§ **DIRECTIVE**
Copy everything from the line containing "query: white platform edge line" down through the end of the entries, putting "yellow" wherever "white" appears and changing nothing else.

+ + + + +

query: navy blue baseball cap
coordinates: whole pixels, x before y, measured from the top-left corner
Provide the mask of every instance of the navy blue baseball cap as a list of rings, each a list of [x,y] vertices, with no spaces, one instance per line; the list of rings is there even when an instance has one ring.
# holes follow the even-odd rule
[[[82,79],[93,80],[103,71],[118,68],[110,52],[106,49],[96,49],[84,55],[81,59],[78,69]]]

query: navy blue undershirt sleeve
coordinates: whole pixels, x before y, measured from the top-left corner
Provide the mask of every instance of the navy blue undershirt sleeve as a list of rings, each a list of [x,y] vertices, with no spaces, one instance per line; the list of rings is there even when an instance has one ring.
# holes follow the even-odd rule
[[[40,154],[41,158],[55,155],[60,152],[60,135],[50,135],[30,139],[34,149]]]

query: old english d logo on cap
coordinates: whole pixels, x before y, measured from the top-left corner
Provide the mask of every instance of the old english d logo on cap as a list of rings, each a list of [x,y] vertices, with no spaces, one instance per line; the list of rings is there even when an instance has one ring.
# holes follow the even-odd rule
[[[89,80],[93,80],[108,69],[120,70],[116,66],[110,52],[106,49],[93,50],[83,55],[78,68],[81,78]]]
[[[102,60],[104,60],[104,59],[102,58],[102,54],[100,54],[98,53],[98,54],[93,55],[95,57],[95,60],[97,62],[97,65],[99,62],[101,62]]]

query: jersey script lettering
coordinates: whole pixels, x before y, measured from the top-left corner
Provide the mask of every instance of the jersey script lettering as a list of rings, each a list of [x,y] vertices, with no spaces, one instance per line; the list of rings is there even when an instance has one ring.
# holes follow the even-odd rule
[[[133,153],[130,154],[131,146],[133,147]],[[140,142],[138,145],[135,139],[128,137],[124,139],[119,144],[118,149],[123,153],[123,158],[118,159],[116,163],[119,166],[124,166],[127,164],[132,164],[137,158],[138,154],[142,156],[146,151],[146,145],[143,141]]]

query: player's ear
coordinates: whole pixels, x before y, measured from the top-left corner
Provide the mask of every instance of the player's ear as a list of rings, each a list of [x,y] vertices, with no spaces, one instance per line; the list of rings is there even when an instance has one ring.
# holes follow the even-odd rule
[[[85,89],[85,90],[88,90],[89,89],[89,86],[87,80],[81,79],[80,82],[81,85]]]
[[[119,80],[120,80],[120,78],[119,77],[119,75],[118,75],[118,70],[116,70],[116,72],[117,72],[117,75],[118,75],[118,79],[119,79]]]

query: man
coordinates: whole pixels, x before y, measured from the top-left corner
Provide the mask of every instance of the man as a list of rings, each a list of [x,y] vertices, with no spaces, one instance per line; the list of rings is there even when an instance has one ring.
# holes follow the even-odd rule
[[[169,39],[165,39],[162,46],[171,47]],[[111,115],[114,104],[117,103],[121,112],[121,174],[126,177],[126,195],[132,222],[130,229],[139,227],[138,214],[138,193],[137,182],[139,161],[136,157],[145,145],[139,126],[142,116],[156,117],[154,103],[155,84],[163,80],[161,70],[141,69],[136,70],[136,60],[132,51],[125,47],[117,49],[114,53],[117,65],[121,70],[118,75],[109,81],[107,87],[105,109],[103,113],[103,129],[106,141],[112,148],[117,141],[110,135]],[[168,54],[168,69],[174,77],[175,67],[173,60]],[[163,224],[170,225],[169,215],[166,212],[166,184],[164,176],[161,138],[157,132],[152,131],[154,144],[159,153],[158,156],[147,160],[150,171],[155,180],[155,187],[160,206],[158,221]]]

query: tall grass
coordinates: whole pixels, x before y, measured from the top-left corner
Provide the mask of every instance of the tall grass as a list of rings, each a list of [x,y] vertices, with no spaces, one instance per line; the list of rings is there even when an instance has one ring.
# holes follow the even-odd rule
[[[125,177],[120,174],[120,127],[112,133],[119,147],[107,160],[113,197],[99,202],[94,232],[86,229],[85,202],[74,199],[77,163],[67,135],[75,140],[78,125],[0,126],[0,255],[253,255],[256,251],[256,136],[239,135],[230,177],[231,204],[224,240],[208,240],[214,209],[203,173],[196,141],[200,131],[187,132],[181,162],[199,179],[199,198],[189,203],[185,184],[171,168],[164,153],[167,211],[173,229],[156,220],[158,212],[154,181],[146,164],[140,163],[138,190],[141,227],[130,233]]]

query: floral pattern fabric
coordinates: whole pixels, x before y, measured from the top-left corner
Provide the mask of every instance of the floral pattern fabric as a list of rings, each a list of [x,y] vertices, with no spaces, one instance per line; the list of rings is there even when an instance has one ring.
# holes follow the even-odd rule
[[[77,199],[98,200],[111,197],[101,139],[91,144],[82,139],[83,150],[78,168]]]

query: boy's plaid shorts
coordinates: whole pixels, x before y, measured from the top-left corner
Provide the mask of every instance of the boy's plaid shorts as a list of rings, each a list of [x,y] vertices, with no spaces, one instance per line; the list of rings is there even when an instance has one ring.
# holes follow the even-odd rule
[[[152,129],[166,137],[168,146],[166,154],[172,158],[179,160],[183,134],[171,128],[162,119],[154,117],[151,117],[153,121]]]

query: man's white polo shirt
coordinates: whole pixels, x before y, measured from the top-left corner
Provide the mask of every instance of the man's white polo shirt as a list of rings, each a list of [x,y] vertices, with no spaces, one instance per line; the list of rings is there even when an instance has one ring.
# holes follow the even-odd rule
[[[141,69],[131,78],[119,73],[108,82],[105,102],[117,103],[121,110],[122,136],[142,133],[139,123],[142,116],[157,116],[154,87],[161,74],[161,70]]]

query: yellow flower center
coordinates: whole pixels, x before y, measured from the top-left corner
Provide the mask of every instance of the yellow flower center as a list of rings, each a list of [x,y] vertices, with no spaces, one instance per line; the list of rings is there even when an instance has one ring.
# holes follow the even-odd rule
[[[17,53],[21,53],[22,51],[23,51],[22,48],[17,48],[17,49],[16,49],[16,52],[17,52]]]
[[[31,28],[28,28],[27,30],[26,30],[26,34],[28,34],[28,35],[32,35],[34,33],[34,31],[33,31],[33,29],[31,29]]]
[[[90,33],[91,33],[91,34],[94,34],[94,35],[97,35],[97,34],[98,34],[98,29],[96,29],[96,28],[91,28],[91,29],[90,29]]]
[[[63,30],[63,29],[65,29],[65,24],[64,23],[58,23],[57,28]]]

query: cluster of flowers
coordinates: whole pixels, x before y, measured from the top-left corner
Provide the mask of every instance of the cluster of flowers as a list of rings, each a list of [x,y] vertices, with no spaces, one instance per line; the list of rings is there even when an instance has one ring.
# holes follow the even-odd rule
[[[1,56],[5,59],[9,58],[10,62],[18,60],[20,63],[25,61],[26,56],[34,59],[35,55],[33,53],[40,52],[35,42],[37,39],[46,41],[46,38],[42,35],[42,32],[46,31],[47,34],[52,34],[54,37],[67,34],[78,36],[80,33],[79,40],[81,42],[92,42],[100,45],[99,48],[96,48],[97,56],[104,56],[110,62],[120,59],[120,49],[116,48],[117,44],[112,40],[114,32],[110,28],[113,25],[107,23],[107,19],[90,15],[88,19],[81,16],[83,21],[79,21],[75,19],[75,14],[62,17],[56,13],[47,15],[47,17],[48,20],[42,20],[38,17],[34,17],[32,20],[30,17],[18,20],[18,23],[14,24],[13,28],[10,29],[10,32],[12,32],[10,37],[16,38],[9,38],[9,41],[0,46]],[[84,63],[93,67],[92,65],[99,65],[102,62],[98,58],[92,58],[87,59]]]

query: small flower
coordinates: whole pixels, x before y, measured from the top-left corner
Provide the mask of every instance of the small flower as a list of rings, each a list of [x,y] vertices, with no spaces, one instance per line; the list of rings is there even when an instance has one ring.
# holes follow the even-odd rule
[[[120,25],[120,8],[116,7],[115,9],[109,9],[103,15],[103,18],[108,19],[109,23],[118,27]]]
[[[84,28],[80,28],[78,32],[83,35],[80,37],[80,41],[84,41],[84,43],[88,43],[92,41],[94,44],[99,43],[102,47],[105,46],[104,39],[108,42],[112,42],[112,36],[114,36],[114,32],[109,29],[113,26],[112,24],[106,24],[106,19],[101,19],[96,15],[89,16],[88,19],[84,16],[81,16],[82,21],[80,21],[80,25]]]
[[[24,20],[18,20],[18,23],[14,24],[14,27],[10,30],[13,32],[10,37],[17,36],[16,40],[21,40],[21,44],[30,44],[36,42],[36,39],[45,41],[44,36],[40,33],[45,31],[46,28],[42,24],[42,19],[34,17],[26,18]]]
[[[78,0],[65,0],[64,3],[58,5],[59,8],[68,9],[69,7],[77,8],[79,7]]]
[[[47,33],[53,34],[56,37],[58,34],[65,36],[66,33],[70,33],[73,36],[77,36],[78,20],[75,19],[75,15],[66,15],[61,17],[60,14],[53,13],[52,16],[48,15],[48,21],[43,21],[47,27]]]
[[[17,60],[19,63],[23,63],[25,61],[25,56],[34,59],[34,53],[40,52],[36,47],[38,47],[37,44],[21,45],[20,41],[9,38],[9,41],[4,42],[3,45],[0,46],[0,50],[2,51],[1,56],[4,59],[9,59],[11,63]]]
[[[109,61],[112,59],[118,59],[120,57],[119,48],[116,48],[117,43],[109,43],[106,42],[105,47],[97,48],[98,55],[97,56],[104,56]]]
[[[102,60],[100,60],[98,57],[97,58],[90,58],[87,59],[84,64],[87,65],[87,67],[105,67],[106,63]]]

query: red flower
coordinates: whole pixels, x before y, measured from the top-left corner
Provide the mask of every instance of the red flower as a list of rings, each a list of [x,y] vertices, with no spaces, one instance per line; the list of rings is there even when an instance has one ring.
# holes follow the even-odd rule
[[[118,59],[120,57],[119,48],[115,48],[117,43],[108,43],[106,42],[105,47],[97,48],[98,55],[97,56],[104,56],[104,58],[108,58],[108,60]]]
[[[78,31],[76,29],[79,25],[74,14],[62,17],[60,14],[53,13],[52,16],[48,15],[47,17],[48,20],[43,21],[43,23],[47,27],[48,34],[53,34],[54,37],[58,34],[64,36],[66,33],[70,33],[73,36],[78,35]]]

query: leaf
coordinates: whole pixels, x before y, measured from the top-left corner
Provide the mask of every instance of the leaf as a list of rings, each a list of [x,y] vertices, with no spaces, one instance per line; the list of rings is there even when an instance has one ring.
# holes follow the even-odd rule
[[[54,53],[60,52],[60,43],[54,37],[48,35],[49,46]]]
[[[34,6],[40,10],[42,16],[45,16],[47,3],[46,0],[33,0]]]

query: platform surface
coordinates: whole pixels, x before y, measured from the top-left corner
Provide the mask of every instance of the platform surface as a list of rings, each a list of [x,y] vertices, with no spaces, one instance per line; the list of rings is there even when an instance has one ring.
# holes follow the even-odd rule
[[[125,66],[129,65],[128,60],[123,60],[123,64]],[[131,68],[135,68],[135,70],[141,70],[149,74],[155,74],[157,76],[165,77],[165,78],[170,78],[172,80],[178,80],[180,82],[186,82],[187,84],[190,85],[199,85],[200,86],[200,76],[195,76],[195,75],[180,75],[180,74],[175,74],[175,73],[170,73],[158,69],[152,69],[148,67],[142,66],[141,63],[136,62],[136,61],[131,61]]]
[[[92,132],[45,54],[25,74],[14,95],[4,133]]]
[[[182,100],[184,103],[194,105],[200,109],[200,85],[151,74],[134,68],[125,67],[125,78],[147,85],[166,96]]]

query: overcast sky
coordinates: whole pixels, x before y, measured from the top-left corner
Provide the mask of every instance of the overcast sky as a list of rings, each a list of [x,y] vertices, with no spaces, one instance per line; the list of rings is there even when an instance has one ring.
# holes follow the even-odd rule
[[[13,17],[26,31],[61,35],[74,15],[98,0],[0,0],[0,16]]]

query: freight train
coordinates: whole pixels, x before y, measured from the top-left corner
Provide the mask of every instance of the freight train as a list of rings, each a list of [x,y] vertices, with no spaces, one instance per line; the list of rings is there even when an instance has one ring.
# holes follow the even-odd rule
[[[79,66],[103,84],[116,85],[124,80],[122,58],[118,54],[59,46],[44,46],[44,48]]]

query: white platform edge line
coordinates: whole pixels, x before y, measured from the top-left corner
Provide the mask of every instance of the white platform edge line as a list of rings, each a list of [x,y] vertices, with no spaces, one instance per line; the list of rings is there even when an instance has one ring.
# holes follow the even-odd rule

+ + + + +

§ **RESULT FOR THIS TASK**
query: yellow platform edge line
coordinates: whole pixels, x before y, measured from the top-left corner
Provide the mask of every instance of the yellow platform edge line as a list of rings, each a list of [x,y] vertices, with no spaces, one instance per line; the list of rings is there even when an instance has one ring.
# holes follow the even-odd rule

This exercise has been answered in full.